**Work order**:
Every line containing the string "written" should be returned from the records.
------ The data ------
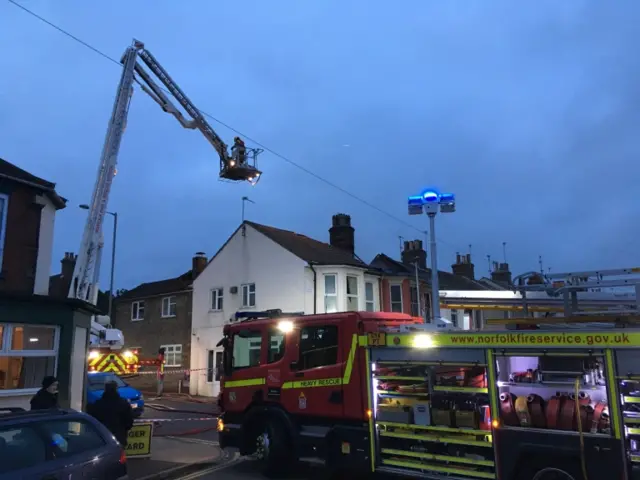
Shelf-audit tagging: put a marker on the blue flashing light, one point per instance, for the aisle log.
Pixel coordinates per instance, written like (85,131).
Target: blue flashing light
(415,200)
(430,196)
(447,198)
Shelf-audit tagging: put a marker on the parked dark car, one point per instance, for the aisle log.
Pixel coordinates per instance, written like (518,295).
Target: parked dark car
(57,445)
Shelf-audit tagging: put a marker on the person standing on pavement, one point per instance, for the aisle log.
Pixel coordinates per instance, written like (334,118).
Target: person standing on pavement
(114,412)
(47,396)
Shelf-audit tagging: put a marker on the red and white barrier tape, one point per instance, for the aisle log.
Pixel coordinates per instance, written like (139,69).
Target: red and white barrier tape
(157,420)
(171,372)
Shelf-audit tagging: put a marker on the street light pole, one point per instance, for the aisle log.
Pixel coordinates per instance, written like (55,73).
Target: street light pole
(431,202)
(113,256)
(435,285)
(113,262)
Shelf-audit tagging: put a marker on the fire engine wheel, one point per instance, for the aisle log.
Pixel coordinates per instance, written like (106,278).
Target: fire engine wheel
(558,470)
(552,473)
(273,450)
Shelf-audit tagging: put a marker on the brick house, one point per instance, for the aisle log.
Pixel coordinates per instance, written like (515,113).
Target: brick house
(157,315)
(40,334)
(28,205)
(398,284)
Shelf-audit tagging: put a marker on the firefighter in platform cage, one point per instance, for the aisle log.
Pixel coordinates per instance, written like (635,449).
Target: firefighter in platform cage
(239,151)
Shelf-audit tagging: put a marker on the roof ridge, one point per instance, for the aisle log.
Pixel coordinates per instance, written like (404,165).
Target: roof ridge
------
**Response area**:
Pixel coordinates per instance, written like (85,131).
Pixel coordinates per instance, written like (518,295).
Pixel coordinates per instance, written like (334,118).
Pixel coordinates per instance, written like (139,69).
Pixel coordinates per instance, written like (55,73).
Pixel coordinates per instance, written like (106,278).
Pixel coordinates per instance, written like (515,113).
Pixel coordinates per instance, written like (635,449).
Pixel coordinates per instance, written like (404,165).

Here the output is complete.